== RECORDS FOR THE EXERCISE
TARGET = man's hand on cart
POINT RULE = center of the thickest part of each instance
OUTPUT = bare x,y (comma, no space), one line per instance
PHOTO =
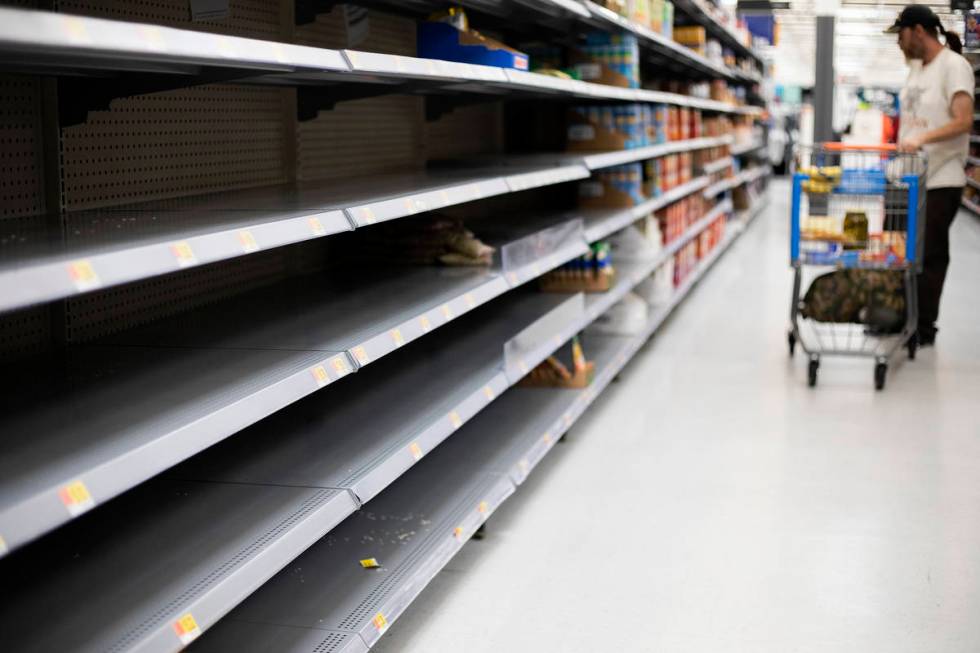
911,144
====
# THE REQUEST
Please format the data above as a two-column CSV with the headers "text" and "answer" and one row per block. Put each value in a single quoted field with line breaks replaced by spaces, and omit the pictures.

# RESPONSE TO THE EXERCISE
text,answer
"TARGET = man's hand on cart POINT RULE = center of the thickest part of each instance OUTPUT = bare x,y (comma, no space), one line per instance PHOTO =","911,144"